#### WHAT IS BEING ASKED
Identify every line in the records below that contains the word "written", and reproduce each one.

** Opening THE INPUT block **

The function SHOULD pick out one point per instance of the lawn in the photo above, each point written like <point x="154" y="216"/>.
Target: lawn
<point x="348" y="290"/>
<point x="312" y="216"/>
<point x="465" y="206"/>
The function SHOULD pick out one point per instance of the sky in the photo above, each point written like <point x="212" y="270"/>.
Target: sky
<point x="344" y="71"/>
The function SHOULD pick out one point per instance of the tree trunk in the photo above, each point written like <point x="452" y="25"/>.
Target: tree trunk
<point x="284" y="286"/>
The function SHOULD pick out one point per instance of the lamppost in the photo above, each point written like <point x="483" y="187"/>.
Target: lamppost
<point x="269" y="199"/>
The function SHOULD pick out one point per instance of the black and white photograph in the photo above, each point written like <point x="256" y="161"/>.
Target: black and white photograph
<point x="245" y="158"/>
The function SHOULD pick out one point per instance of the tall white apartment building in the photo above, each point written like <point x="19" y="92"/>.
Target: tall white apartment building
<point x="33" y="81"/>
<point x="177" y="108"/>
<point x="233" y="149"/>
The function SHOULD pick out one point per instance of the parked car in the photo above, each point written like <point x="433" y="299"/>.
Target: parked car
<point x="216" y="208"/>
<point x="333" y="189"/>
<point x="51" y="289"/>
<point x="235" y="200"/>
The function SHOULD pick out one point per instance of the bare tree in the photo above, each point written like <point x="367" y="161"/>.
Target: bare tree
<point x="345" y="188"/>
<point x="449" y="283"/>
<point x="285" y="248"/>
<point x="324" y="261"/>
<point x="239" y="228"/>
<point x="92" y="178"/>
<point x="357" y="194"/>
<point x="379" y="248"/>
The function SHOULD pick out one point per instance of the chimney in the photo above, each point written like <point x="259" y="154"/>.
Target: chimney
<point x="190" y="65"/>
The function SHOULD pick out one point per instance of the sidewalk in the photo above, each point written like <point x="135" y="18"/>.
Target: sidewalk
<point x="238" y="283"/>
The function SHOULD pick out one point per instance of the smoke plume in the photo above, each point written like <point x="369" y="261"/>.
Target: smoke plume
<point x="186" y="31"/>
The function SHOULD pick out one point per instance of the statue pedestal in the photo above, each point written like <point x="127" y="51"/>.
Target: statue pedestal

** Closing THE INPUT block **

#### SOLUTION TO THIS TASK
The function SHOULD pick out one point per instance of the lawn in the photo above, each point written like <point x="154" y="216"/>.
The function SHOULD pick out one point per instance of the sky in the photo above, each point written like <point x="212" y="270"/>.
The function SHOULD pick out one point per instance of the tree trunk in the photo above, each point written like <point x="452" y="25"/>.
The function SHOULD pick out one point per instance of the lamppost in the photo above, each point written like <point x="483" y="187"/>.
The function SHOULD pick out one point per instance of the black and white photograph in the photo above, each point written like <point x="256" y="161"/>.
The function SHOULD pick out one point per instance of the tall white apartment building in the photo above, each point written like <point x="19" y="92"/>.
The function SHOULD pick out one point per instance of the parked car in the photo above, each point written like <point x="433" y="299"/>.
The function SHOULD pick out one point per instance of the bare tree in the photo above, each point written like <point x="367" y="161"/>.
The function SHOULD pick out one point per instance of the chimney in the photo above, each point written like <point x="259" y="154"/>.
The function SHOULD pick out one point per instance of the sidewalk in the photo above, each point written like <point x="135" y="18"/>.
The function SHOULD pick out one point per instance of the smoke plume in the photo above, each point written like <point x="369" y="261"/>.
The function SHOULD pick out one point per instance of the statue pedestal in the photo above, each point written like <point x="127" y="51"/>.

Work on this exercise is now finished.